# EXERCISE REQUIREMENTS:
(A) In the restaurant text, what is a Limo Squash actually a mix of?
(B) Pick up the restaurant text about the Limo Squash and keep writing from its last sentence.

# READING TEXT:
When I’m trying new things at new restaurants–especially new cuisines–I’m always game to try an interesting new regional beverage, too. That’s how I’ve discovered lots of interesting things to drink … like an Indonesian treat called a Limo Squash. Indo Café describes theirs as a refreshing drink of lemon juice and sweet condensed milk.
A limo squash is tall, cool, and somewhat creamy … but it’s a lot less sweet and creamy than most Americans would think with “sweet condensed milk” listed so prominently in the ingredients. It’s actually a mix of unsweetened condensed lemon juice and sweetened condensed milk in a carbonated base, so it’s not really sweet … it’s bubbly … and lemon-WANGY-good!!!
When it came time for our entrees, my husband chose the Ayam Goreng Penyet: Crushed fried chicken served with rice and chili paste.

# COLLECTED MATERIAL:
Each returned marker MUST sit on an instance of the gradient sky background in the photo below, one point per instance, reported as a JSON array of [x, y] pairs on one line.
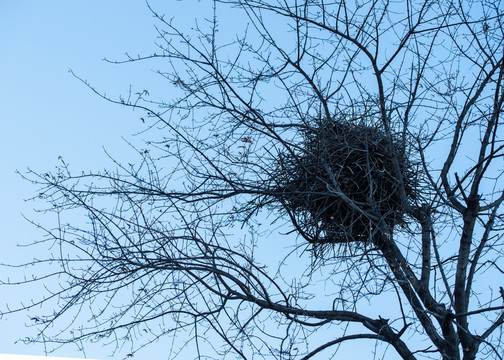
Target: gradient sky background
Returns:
[[46, 113]]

# EXPECTED RESULTS:
(A) Unsweetened condensed lemon juice and sweetened condensed milk in a carbonated base.

(B)
He chose to pay the up-charge to get the yellow rice instead of the plain steamed version … and–honestly–this is one of the few times I’ve wished that I ordered what he ordered instead of what I ordered
His yellow rice was really tasty, but that chicken was off the HOOK!!! It reminded me of the fried chicken I used to get in a restaurant in my hometown of Savannah, GA … now defunct … a place called New China Restaurant. There–just like at Indo Café–the family who ran the restaurant (who came to this country from Hong Kong) basically dredged their chicken in a mix of salt and corn starch … heavy on the salt. They don’t use any liquid in the process. The only thing that makes that coating stick to your chicken is the tiny bit of dampness you normally get on a piece of raw chicken. That makes the coating on the final product amazingly thin. Once it goes into hot grease, that coating fries amazingly brown and crispy on the outside of your chicken … sealing the juices inside within seconds of it first hitting the grease.
My husband’s chicken was done the exact same way … and it was killer! Moist and tender on the inside … crispy/salty on the outside. As I told him, that’s what *I’m* ordering the next time we go to Indo Café.
On this trip, however, I tried the Nasi Goreng Uduk: pork fried coconut rice topped with pork floss.
It was good–don’t get me wrong–but after two or three bites … I started wishing that I’d pushed that pork floss aside … rather than spreading it out across the top of my food more before I started to eat. I don’t know what it was that made me dislike it so strongly. I’m Miss Most-Likely to Order Pork at Restaurants from waaaaayyy back, so it’s not that I dislike the swine … and the pork pieces underneath the floss–the ones fried into my rice–were really tasty, as was the coconut element to the dish.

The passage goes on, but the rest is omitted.